* PROBLEM REQUIREMENTS *
Below is the data. Give it again, complete and exact.

* RECORDS PROVIDED *
★ ★ ★ ★
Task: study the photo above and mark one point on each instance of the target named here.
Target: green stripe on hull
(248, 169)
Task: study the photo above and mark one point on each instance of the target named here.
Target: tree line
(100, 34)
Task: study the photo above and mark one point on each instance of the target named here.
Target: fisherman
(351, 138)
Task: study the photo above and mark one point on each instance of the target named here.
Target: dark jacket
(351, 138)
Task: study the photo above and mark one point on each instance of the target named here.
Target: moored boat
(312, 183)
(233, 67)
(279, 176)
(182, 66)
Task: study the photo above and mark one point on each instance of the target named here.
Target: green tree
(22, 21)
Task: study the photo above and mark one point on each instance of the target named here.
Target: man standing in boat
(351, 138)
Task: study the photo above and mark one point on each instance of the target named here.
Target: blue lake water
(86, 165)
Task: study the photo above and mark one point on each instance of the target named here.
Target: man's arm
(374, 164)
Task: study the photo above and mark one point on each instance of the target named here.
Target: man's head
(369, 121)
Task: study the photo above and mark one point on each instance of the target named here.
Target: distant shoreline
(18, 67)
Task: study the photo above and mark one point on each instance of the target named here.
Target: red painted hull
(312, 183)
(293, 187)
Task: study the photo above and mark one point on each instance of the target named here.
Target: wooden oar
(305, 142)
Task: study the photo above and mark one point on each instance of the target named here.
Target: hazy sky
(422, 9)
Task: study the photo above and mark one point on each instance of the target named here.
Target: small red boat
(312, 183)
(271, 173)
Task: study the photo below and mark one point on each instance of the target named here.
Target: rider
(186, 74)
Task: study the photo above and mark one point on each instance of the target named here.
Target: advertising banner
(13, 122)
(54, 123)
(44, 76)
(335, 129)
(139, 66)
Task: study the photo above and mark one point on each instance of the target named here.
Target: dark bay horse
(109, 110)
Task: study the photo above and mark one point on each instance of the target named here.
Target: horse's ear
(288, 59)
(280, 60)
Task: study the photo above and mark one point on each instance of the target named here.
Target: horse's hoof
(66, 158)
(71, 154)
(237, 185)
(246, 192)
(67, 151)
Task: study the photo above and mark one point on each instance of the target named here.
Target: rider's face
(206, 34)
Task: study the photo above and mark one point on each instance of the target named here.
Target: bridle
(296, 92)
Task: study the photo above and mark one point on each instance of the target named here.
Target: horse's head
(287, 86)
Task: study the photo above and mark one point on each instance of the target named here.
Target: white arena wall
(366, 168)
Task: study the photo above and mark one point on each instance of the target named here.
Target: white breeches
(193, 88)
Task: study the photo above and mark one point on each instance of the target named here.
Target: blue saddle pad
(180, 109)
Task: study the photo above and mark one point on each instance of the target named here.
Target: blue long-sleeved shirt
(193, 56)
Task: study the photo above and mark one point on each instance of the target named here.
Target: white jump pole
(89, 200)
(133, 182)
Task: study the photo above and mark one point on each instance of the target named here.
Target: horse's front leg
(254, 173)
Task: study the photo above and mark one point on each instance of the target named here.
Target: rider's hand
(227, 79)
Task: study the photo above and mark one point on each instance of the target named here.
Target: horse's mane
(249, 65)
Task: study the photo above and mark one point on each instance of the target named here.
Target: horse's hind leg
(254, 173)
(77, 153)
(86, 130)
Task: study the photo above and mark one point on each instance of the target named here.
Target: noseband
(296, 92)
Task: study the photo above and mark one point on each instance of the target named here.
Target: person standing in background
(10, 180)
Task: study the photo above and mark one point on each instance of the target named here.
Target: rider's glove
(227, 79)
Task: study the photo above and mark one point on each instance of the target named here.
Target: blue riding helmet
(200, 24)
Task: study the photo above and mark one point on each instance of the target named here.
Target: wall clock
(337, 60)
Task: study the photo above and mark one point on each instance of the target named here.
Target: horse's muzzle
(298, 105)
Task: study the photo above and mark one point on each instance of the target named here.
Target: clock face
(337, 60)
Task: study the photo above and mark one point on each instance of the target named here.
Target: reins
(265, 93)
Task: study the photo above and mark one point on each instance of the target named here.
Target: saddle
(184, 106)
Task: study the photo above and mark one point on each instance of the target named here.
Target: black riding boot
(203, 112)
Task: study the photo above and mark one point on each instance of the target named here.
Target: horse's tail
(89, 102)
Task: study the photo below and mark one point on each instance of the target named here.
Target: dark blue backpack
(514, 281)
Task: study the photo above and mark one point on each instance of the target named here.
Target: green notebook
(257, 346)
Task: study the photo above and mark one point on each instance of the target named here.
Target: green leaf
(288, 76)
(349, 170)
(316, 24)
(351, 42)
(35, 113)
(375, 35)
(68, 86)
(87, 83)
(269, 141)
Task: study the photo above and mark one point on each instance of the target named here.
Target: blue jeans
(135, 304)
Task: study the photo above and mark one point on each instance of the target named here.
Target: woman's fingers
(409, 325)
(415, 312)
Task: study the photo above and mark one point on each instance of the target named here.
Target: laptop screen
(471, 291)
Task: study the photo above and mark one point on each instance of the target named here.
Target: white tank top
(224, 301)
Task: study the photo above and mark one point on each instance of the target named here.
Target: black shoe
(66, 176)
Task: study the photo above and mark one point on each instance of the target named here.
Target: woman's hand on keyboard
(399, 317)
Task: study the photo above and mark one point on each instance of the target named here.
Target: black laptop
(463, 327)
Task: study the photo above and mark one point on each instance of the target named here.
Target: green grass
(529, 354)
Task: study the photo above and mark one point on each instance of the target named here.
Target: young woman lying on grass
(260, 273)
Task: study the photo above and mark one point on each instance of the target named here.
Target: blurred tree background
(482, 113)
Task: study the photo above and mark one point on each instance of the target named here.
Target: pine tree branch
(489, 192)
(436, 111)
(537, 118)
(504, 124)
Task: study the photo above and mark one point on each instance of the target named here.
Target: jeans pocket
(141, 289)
★ ★ ★ ★
* THE RESULT *
Task: study the photo above and mark one point on each instance of the target named here.
Target: green stripe on hull
(248, 169)
Task: study the photo above and mark one point on each instance of the target named here.
Target: tree line
(100, 34)
Task: study the photo above and mark one point on each instance of the target named here.
Target: fisherman
(351, 138)
Task: study the photo above and mark one point on each instance of the target named here.
Target: dark jacket
(351, 138)
Task: study the photo above and mark one point on each instance of the target named here.
Target: moored boat
(312, 183)
(233, 67)
(279, 176)
(182, 66)
Task: study the photo above and mark one point on each instance of the target named here.
Target: green tree
(22, 21)
Task: study the photo above and mark one point on each instance of the target named here.
Target: man standing in boat
(351, 138)
Task: study the photo above and mark one point on each instance of the target named here.
Target: blue lake water
(86, 165)
Task: study the photo above and mark one point on each instance of the target named here.
Target: man's arm
(374, 164)
Task: study the photo above and mark one point on each instance of the target named here.
Target: man's head
(369, 121)
Task: study the photo above and mark one point on each instance of the target named here.
Target: distant shoreline
(18, 67)
Task: study the photo above and mark one point on each instance of the target named here.
Target: red painted hull
(312, 183)
(293, 187)
Task: study the photo above and mark one point on each instance of the target named here.
Target: wooden oar
(305, 142)
Task: study the photo above and mark one point on each instance of the target named here.
Target: hazy sky
(422, 9)
Task: study the photo above and mark one point on each instance of the target named here.
Target: small red boat
(312, 183)
(271, 173)
Task: study the photo below and mark one point on each instance of the target named here.
Target: rider
(186, 74)
Task: study the photo above and mark one point on each instance of the target named here.
Target: advertising banner
(13, 122)
(54, 123)
(44, 76)
(335, 129)
(139, 66)
Task: study the photo above and mark one point on each instance of the target named here.
Target: dark bay horse
(109, 110)
Task: study the photo above and mark one point on each instance of the target named here.
Target: horse's ear
(288, 59)
(280, 60)
Task: study the photo above and mark one point on each instance of the target named here.
Target: horse's hoof
(66, 158)
(71, 154)
(237, 185)
(246, 192)
(67, 151)
Task: study the photo above and mark one point on each instance of the target named here.
Target: rider's face
(206, 34)
Task: study the photo above and mark one point on each instance of the target named here.
Target: bridle
(296, 92)
Task: study the photo above and mark one point on each instance of the target named here.
Target: horse's head
(287, 86)
Task: study the photo above and mark one point on each instance of the target named here.
Target: white arena wall
(366, 168)
Task: study the photo above and mark one point on each instance of the target named here.
Target: white breeches
(193, 88)
Task: study the photo above and mark one point on each instance of the target named here.
Target: blue saddle pad
(180, 109)
Task: study the photo above and mark one point on each instance of the target named here.
Target: blue long-sleeved shirt
(193, 56)
Task: study the photo above and mark one point on each instance of the target named here.
Target: white jump pole
(89, 200)
(133, 182)
Task: study the photo above and mark one point on each instance of the target named here.
Target: horse's front leg
(254, 173)
Task: study the photo above and mark one point on each instance of the target named here.
Target: rider's hand
(227, 79)
Task: study the photo above and mark one point on each instance of the target named here.
Target: horse's mane
(249, 65)
Task: study the photo above and mark one point on each instance of the target named here.
Target: horse's hind leg
(254, 173)
(77, 153)
(86, 130)
Task: study the photo above and mark one point on each instance of the target named here.
Target: noseband
(296, 92)
Task: study the photo above and mark one point on each instance of the target named here.
Target: person standing in background
(10, 180)
Task: study the photo above and mark one point on each instance of the target named here.
Target: rider's glove
(227, 79)
Task: study the photo above and mark one point on each instance of the target named here.
Target: blue riding helmet
(200, 24)
Task: study the photo above and mark one point on each instance of the target named here.
Target: wall clock
(337, 60)
Task: study the photo above and mark one point on each instance of the target named here.
Target: horse's muzzle
(298, 105)
Task: study the photo above and mark one point on each instance of the target named here.
Target: clock face
(337, 60)
Task: study the photo above and mark one point on each instance of the target named here.
Target: reins
(265, 93)
Task: study the photo above and mark one point on each instance of the target named here.
Target: saddle
(184, 106)
Task: study the photo above and mark one point on each instance of the target named here.
Target: black riding boot
(203, 112)
Task: study the photo above and mark one point on each instance of the target named here.
Target: horse's tail
(89, 102)
Task: study the photo below and mark one point on each instance of the target named here.
Target: dark blue backpack
(514, 281)
Task: study the photo above and mark one point on each instance of the target named here.
Target: green notebook
(257, 346)
Task: study the photo above and mark one point on each instance of the target named here.
Target: green leaf
(288, 76)
(349, 170)
(316, 24)
(351, 42)
(35, 113)
(375, 35)
(68, 86)
(87, 83)
(269, 141)
Task: study the photo above and mark one point on each instance of the target named here.
Target: blue jeans
(135, 304)
Task: study the photo above and mark one point on each instance of the target named here.
Target: woman's fingers
(409, 325)
(415, 312)
Task: study the photo above and mark one point on each instance of the target named here.
Target: laptop screen
(471, 291)
Task: study the photo above and mark one point on each instance of the target named here.
Target: white tank top
(224, 301)
Task: study the photo above and mark one point on each instance of the target named here.
Target: black shoe
(66, 176)
Task: study the photo above and mark one point on each instance of the target named here.
Target: woman's hand on keyboard
(399, 317)
Task: study the photo above and mark one point on each instance of the target named here.
Target: black laptop
(463, 327)
Task: study the photo above and mark one point on each instance of the target named here.
Target: green grass
(529, 354)
Task: study the photo above and mark one point on each instance of the target named here.
Target: young woman lying on grass
(260, 273)
Task: study the photo above and mark one point on each instance of the target named here.
Target: blurred tree background
(482, 113)
Task: study the photo above and mark one point on each instance of the target named here.
Target: pine tree branch
(489, 192)
(436, 111)
(537, 118)
(504, 124)
Task: study the photo above and mark one point on each instance of the target named here.
Target: jeans pocket
(141, 289)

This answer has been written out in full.